■ **Reading text**:
——

To take it simple, we can conclude the Virtual DOM algorithm in three following steps:

  1. Create a structure with JavaScript objects to represent the DOM tree, when data has been changed.
  2. Make a comparison between the new structure created in step one, and the old structure before data changed.
  3. Apply the differences into the render DOM tree by only accessing nodes in need.

2. Learning about implementation

Recently I have met a project, named Picodom. It has implemented the Virtual DOM algorithm within only around two hundred lines of code. Under the src folder, you can find that there are total three JavaScript files, among them two are significant.

  • h.js: Used for implementing the creating process of the structure, described at step 1. (Virtual DOM Structure)
  • patch.js: Used for implementing the comparison between two different Virtual DOM structures, described at step 2.

2.1 Virtual DOM Structures

In Picodom, nodes of the Virtual DOM structure is described as an object with two main attributes:

  • tag: the name of the tag
  • data: the data within the node

With knowing that, we can easily grasped that why Picodom implemented such an object with the following function:

/**
 * the constructor of nodes
 * @param tag the name of the tag
 * @param data the data within the node
 * @return constructed nodes
 */
export function h(tag, data) {
    var node
    var stack = []
    var children = []
    for (var i = arguments.length; i-- > 2;) {
        /** 
         * push all arguments into a stack array for later using,
         * except for first two arguments
         */
        stack[stack.length] = arguments[i]
    }
    /** loop all arguments in the stack */ 
    while (stack.length) {
        node = stack.pop()

        if (Array.isArray(node)) {
            /** flatten the argument when it is an array */
            for (var i = node.length; i--;) {
                stack[stack.length] = node[i]
            }
        } else if (node != null && node !== true && node !== false) {
            /** do not handle null, true, or false */
            if (typeof node === "number") {
                /** convert the argument into a string, when it is a number */
                node = node + ""
            }

            /** push the argument into the children array of current node */
            children[children.length] = node
        }
    }

    /** if tag name belongs to a string type, then return an object */
    return typeof tag === "string" ?
        {
            tag: tag,
            data: data || {},
            children: children
        } :
        /** else then, assume that the tag parameter is a custom construct function for creating different kinds of objects */
        tag(data, children)
}

2.2 Comparison of data changes and applying patches

The most core thing of a Virtual DOM algorithm is its implementation of step 2 and step 3. In Picodom, we can learn how to implement such a process by checking the method, patch().

/**
 * createElementFrom: create a DOM element with the virtual dom node object
 * updateElementData: update DOM with data of current virtual dom node
 */

/**
* getKeyFrom: get the key of a virtual dom node object
* @param node
* @returns String
*/
function getKeyFrom(node) {
    if (node & (node = node.data)) {
        return node.key;
    }
}


/**
 * Implementation of comparison
 * @param parent    parent node
 * @param element   current node
 * @param oldNode   the virtual dom node with old data
 * @param node      the virtual dom node with new data
 * @return the node which has been updated
 */
export function patch(parent, element, oldNode, node) {
    if (oldNode == null) {
        /** if there are no stored nodes with old data, then create one */
        element = parent.insertBefore(createElementFrom(node), element)

——

[Image point annotation rows]
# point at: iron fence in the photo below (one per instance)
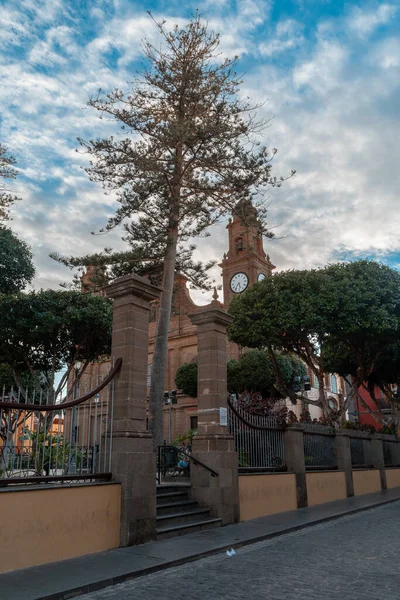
(45, 439)
(390, 453)
(259, 440)
(319, 447)
(360, 449)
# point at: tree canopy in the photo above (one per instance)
(187, 152)
(337, 319)
(253, 372)
(16, 263)
(47, 331)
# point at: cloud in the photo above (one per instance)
(333, 94)
(363, 22)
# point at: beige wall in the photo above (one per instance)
(366, 482)
(393, 478)
(266, 494)
(46, 525)
(325, 486)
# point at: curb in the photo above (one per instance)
(99, 585)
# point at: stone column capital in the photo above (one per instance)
(133, 285)
(210, 314)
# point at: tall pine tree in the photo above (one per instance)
(189, 153)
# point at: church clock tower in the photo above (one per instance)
(246, 262)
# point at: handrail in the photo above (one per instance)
(248, 423)
(63, 406)
(194, 460)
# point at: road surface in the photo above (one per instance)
(353, 558)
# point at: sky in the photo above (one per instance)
(327, 73)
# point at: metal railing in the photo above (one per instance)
(360, 448)
(58, 441)
(390, 453)
(173, 461)
(319, 447)
(259, 439)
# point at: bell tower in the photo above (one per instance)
(245, 262)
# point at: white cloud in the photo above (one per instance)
(364, 22)
(335, 122)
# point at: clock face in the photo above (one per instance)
(239, 282)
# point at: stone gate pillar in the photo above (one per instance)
(213, 445)
(133, 461)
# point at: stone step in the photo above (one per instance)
(191, 527)
(165, 498)
(174, 507)
(179, 518)
(165, 488)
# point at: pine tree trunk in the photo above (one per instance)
(156, 400)
(322, 396)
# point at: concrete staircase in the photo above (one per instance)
(178, 514)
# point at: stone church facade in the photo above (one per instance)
(244, 264)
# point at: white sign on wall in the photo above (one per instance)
(223, 416)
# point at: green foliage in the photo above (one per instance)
(46, 331)
(50, 451)
(253, 372)
(16, 266)
(7, 380)
(185, 438)
(186, 379)
(342, 319)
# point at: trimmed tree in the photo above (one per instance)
(45, 332)
(337, 318)
(253, 372)
(16, 264)
(187, 155)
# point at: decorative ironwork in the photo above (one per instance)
(173, 462)
(48, 441)
(319, 447)
(390, 453)
(258, 440)
(360, 449)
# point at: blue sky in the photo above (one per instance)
(327, 71)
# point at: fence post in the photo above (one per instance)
(133, 462)
(378, 459)
(294, 456)
(213, 444)
(343, 457)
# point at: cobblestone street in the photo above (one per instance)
(353, 558)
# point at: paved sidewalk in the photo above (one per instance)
(70, 578)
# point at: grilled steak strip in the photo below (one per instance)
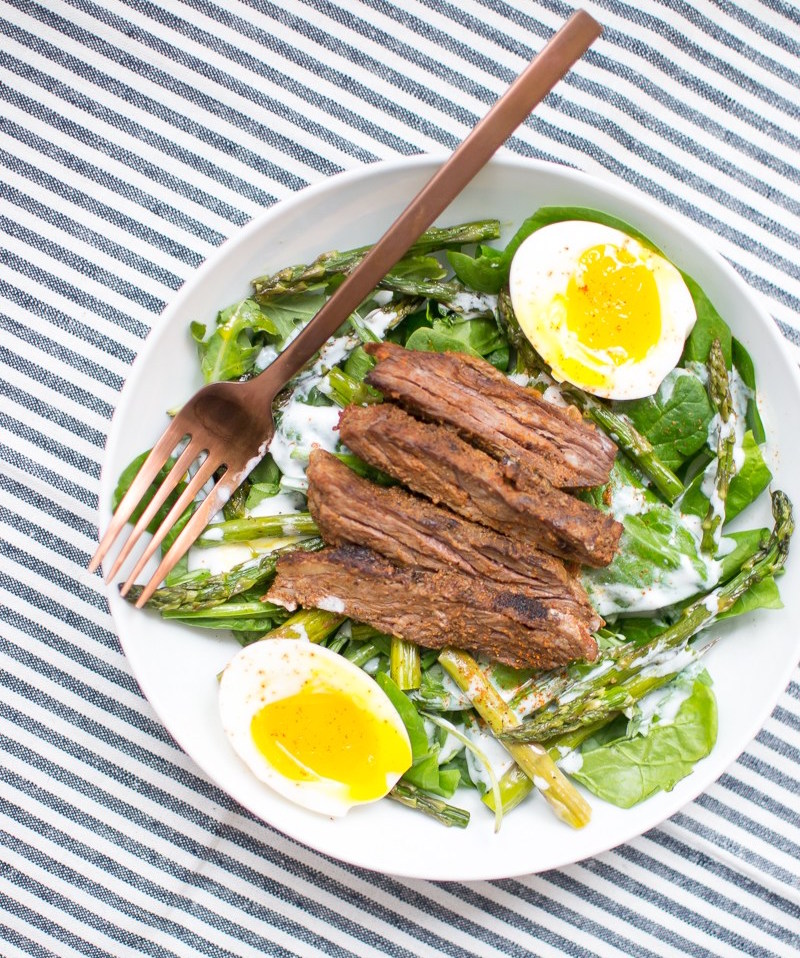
(411, 531)
(492, 412)
(435, 462)
(433, 609)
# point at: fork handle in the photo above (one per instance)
(530, 87)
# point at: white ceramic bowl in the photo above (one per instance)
(176, 666)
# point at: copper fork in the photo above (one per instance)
(229, 425)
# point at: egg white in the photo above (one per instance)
(540, 272)
(268, 671)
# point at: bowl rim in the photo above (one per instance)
(174, 310)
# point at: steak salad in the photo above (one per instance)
(525, 564)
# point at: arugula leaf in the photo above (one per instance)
(412, 720)
(438, 340)
(746, 486)
(358, 364)
(476, 337)
(288, 312)
(762, 595)
(230, 351)
(264, 482)
(675, 419)
(628, 770)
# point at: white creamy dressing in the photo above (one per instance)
(302, 426)
(224, 557)
(282, 504)
(470, 305)
(266, 356)
(555, 397)
(451, 746)
(628, 500)
(382, 297)
(674, 585)
(496, 755)
(719, 431)
(662, 705)
(380, 320)
(220, 558)
(331, 603)
(570, 762)
(667, 387)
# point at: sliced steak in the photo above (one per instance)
(492, 412)
(432, 609)
(435, 462)
(411, 531)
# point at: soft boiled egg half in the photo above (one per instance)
(312, 725)
(606, 313)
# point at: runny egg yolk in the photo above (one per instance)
(612, 304)
(320, 733)
(603, 310)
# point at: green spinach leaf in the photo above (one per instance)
(628, 770)
(744, 365)
(746, 486)
(675, 419)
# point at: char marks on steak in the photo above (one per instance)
(411, 531)
(437, 463)
(490, 411)
(433, 609)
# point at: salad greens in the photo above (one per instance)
(632, 723)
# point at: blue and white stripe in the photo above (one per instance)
(135, 136)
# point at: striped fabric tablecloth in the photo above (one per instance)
(137, 135)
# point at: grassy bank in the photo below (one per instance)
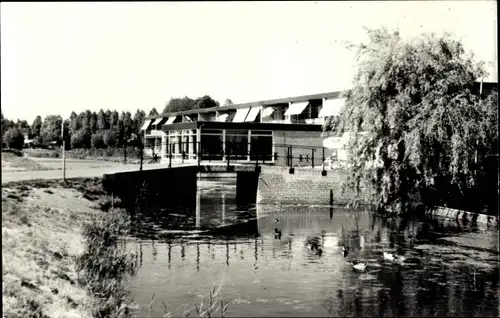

——

■ **Problem**:
Answer these about the Virtual DOM text above:
1. How many JavaScript files are in Picodom's src folder?
2. What two main attributes describe a node of the Virtual DOM structure?
3. What does the h function do to an argument that is a number?
The rows have nothing to do with the Virtual DOM text.

■ **Answer**:
1. Three.
2. tag and data.
3. It converts the argument into a string.